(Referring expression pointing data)
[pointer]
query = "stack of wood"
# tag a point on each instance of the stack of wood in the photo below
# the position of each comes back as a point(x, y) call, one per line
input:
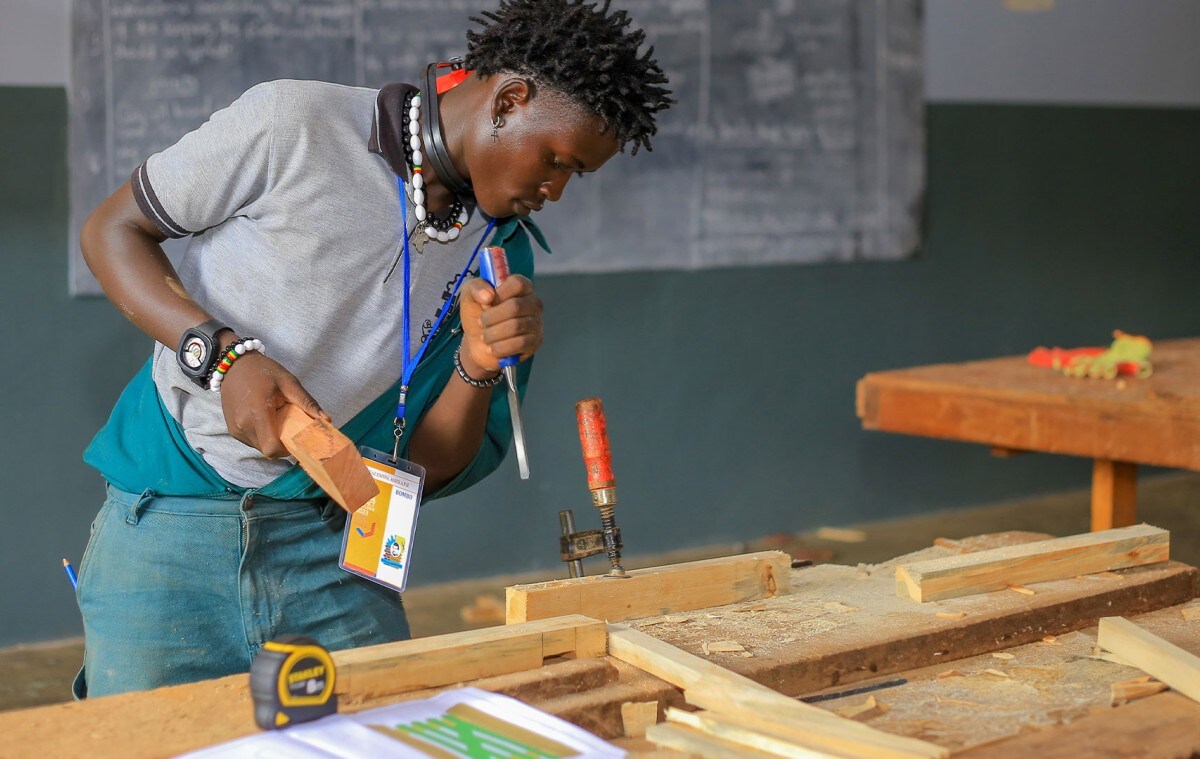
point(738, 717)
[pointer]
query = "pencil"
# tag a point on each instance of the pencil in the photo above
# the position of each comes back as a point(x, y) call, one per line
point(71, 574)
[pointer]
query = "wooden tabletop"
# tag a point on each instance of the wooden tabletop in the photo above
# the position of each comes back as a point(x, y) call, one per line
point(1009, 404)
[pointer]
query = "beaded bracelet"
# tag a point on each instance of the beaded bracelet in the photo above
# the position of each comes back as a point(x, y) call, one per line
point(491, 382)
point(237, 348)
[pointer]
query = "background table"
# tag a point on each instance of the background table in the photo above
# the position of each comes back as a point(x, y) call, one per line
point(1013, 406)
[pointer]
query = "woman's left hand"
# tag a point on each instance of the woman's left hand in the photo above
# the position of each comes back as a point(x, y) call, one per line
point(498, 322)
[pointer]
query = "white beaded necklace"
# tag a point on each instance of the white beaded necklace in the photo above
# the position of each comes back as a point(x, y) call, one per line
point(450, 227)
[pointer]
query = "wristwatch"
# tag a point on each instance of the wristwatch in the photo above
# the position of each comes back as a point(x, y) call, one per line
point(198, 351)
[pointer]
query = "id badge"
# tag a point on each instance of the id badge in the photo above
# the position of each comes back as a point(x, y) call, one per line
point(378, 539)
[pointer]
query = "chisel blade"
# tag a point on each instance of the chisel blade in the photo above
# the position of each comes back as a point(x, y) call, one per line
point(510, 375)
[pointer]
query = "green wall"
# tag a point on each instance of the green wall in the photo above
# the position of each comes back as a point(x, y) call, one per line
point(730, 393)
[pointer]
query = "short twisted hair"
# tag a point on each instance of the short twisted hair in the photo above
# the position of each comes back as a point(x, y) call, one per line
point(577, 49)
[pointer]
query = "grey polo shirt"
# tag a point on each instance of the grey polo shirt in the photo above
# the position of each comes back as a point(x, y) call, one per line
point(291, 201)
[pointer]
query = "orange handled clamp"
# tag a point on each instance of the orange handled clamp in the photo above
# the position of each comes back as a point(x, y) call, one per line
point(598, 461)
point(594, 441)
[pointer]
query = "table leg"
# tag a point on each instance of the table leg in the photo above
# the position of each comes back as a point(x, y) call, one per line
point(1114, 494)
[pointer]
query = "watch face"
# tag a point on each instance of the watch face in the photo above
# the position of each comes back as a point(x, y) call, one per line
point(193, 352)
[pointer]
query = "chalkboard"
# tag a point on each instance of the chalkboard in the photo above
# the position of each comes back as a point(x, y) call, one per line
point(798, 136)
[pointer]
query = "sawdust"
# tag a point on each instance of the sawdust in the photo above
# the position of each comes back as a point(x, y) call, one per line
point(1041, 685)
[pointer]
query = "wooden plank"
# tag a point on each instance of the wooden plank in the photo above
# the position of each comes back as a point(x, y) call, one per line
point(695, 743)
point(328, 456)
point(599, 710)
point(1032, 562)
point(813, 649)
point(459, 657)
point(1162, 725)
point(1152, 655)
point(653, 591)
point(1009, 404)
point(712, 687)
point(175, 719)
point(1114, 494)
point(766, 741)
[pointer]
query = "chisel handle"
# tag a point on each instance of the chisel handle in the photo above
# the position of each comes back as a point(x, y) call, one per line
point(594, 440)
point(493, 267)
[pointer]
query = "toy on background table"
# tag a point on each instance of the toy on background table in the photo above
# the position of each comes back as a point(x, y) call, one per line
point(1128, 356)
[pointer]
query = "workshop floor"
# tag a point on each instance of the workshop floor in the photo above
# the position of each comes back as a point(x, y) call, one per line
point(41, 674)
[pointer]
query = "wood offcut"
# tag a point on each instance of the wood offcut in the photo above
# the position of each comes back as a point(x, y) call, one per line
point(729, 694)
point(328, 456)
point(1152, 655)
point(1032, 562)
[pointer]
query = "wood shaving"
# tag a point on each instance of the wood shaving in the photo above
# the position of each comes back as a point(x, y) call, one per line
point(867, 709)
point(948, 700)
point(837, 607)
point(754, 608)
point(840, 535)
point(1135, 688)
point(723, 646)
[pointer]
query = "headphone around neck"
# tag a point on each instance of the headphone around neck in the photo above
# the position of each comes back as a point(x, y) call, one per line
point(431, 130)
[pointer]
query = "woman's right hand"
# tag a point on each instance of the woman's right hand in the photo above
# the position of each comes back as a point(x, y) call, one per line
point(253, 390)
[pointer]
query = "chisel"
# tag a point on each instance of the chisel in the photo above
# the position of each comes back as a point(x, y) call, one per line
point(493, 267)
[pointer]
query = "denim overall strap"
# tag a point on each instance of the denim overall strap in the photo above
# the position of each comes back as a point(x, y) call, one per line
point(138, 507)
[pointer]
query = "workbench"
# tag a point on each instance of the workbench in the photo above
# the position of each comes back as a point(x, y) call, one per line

- [WHAT IS NEEDED] Exact copy, no pictures: reproduce every record as it stands.

- [TASK OUTPUT]
[pointer]
query = "stack of wood"
# tag a point on each instance of the stack of wood in the photo below
# the position of each comes back as a point(x, y) call, one per line
input:
point(738, 717)
[pointer]
query = "pencil"
# tag a point on each instance of the pencil in the photo above
# the position of each comes back as a point(x, y) call, one per line
point(71, 574)
[pointer]
query = "wooden tabletop"
# tag a point on each instance of the wooden tabletop in the photo above
# the position of each comes back as a point(x, y) call, one per line
point(1009, 404)
[pointer]
query = "beaded bracelet"
# tag a point on each instance of the beaded bracelet in the photo above
# the position of each comes back as a point(x, y) call, one per line
point(491, 382)
point(237, 348)
[pointer]
query = "background table"
# tag a point on each instance of the background table in the photo above
# the position of each comes back as a point(x, y) call, one per line
point(1013, 406)
[pointer]
query = "woman's left hand"
# tag a point on each instance of the woman's left hand in the photo above
# the position of each comes back as a point(x, y) call, one per line
point(498, 322)
[pointer]
query = "white beaded necklace"
# tag a point on each instance of the white beaded necklace in the photo above
# the position of each comes back as a point(x, y) call, one per line
point(450, 227)
[pointer]
query = "wristwatch"
# tag a point on each instance of the wristwatch in the photo above
# the position of each comes back as a point(x, y) call, one per line
point(198, 351)
[pointer]
query = "id badge"
# tag a point on each instance of the id badge in the photo above
# the position of each comes back as a point(x, y) call, one per line
point(378, 539)
[pointer]
query = "chisel blade"
# tag a point on each instance of the chisel blade in the photo above
# the position of each comes back as a point(x, y) call, one per line
point(510, 375)
[pointer]
query = "green wall"
# tag a point on each instance of the green wall in the photo above
# the position of each comes back as a point(x, y) call, one per line
point(730, 393)
[pointer]
query = "short twisted hair"
# tag a point on each instance of the short twisted hair in the photo above
# the position of each comes back as a point(x, y) call, one per line
point(577, 49)
[pointer]
query = "grey polo shirt"
# tag a point on each instance of the grey polo shirt in the photo above
# the position of each comes back as a point(x, y) call, one per line
point(291, 201)
[pointer]
query = "orange handled clamp"
# tag a point on each instance of the orange handled clamp in the photo above
# the position of each comes back as a point(x, y) call, one per line
point(598, 461)
point(594, 441)
[pointer]
query = "table leg"
# tag a point on each instance of the table leg in the photo above
# the position of each comes back as a point(x, y) call, one per line
point(1114, 494)
[pointer]
query = "watch face"
# tag a point on each instance of the watch face in the photo above
# the position of each comes back as a point(x, y) call, one per line
point(193, 352)
[pointer]
query = "chalkboard"
# tag a point on each instance of the chalkboard in the photo above
# the position of each comes back as a point(x, y) call, one per line
point(798, 136)
[pointer]
query = "sawdust"
# tag a point on each instance of the sawdust in the photo above
# the position of each comes back as a point(x, y) call, one per line
point(1041, 685)
[pointer]
query = "wooden plank"
# tag a point on each instance of the wooden plank in the photo above
# the position of each comes back as a point(x, y) call, one per line
point(695, 743)
point(328, 456)
point(599, 710)
point(1032, 562)
point(813, 649)
point(459, 657)
point(1162, 725)
point(1152, 655)
point(653, 591)
point(1009, 404)
point(712, 687)
point(175, 719)
point(1114, 494)
point(766, 741)
[pointer]
query = "chisel handle"
# tag a point on each instance of the chisel handle in the photo above
# the position of each comes back as a point(x, y) call, one per line
point(594, 440)
point(493, 267)
[pointer]
query = "toy on background table"
# tag a point on each instance of the toy on background table in the photo above
# the position of each comes back as a point(x, y) call, one per line
point(1128, 356)
[pointer]
query = "workshop floor"
# tag a point on each instance of the workshop floor in the photo above
# the position of each comes back as a point(x, y) call, one per line
point(41, 674)
[pointer]
query = "wood offcut"
# tag a point on each instance of the wood offcut in the photo above
# the position of each comes back as a point(x, y) call, one per line
point(729, 694)
point(328, 456)
point(1152, 655)
point(1032, 562)
[pointer]
query = "wood shaving"
# tag a point on each instance of the wood shaving in the photo above
# the position of each comes back as a point(x, y) call, one per line
point(867, 709)
point(948, 700)
point(837, 607)
point(754, 608)
point(840, 535)
point(1135, 688)
point(723, 646)
[pointer]
query = "headphone around neck"
# tag a point on each instance of the headphone around neck in the photo above
# the position of each comes back as a point(x, y) call, one per line
point(431, 130)
[pointer]
query = "woman's right hand"
# tag a point on each instance of the woman's right hand in the photo above
# the position of each comes back as a point(x, y) call, one per line
point(253, 390)
[pointer]
query = "chisel"
# tag a point on each instance of the chisel in the photo above
# the position of each comes back as a point(x, y) call, one per line
point(493, 267)
[pointer]
query = "denim overall strap"
# tag a point on each instance of the denim overall strap in the photo above
# the position of each comes back as a point(x, y) call, one per line
point(138, 507)
[pointer]
query = "workbench"
# tag a point on each instance of the workbench in the photo above
# the position of each comes back as a point(x, y) call, one per line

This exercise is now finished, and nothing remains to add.